### Document section
- - - -

Jaime: Sure, yeah, well, tunnel detection or void detection, in general, is a complex process that fits perfectly one of the main traits of near-surface geophysics, and that's the implementation of nondestructive and noninvasive subsurface exploration methods. An example of noninvasive systems is ground-penetrating radar, which has been used in search-and-rescue operations in urban areas hit by earthquakes. The system is deployed on top of a very unstable rubble, and it searches for voids where potential survivors might be trapped. The thing is that ground-penetrating radar is not a standalone system, and in those situations many other technologies and other tools are used as well, and they work together improving the effectiveness of the operation, and the survivors have a better chance to be rescued.
So this same idea applies in near-surface geophysics. Oftentimes, a single geophysical method is insufficient to clearly and accurately locate and characterize a target, so to compensate for that, we often combine two or three mutually supporting methods, and each method's strengths complements other method's shortcomings. So each method delivers a piece of the puzzle and all the information is processed and analyzed in order to create new, relevant information that leads to decision-making. Also, those results, in turn, optimize the use of other resources like, for example, they provide with better locations for boreholes and trenches. The location of those invasive methods is guided by the geophysical results, and their effectiveness is greatly increased while the operational costs are optimized and even reduced.
So this combination of methods to locate and characterize the target in the subsurface is an effort that's been going on for many years. Technology advances, especially advance in detector sensitivity is limited mostly by cost. So related technologies such as increases in computer power, more efficient data-processing algorithms, implementation of artificial intelligence, and machine learning, all those are tools that are being developed and deployed at a very fast pace. Putting them together with geophysics creates a very effective system that can serve the DHS in many positive ways. Back to you.
Dusty: Thank you. So, you know, one of the things that I think is really neat about the ways industry partnerships at S&T works, in general, but particularly, especially the LRBAA, is we're able to take in solutions from a diverse set of the industry and academia. So we're able to get perspectives that we may not have thought of internally as was alluded to earlier. Can you talk about that in terms of what benefit you think that brings to the tunnel detection topic? Jaime: Yeah, of course. Research, academic research brings in the basic science.
That's the necessary first step. Often, science is driven by practical, everyday problems. The practical application of scientific knowledge--that's the technology itself--is what provides answers to three basic questions: What's the problem we wanna solve? What's the question we wanna answer? And what's the main challenge we need to overcome? So many companies are already working on answering those questions by applying the findings of academic research, but this is also an opportunity for younger companies that already started thinking of innovative systems integration.

- - - -

### Information supplied
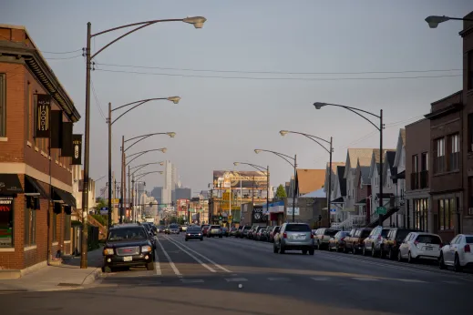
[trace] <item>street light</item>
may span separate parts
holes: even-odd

- - - -

### Task brief
Rewrite the tunnel detection discussion starting with "That's the necessary" and going on through "innovative systems integration.", using "fundamental questions" in place of "basic questions".

### Right answer
That's the necessary first step. Often, science is driven by practical, everyday problems. The practical application of scientific knowledge--that's the technology itself--is what provides answers to three fundamental questions: What's the problem we wanna solve? What's the question we wanna answer? And what's the main challenge we need to overcome? So many companies are already working on answering those questions by applying the findings of academic research, but this is also an opportunity for younger companies that already started thinking of innovative systems integration.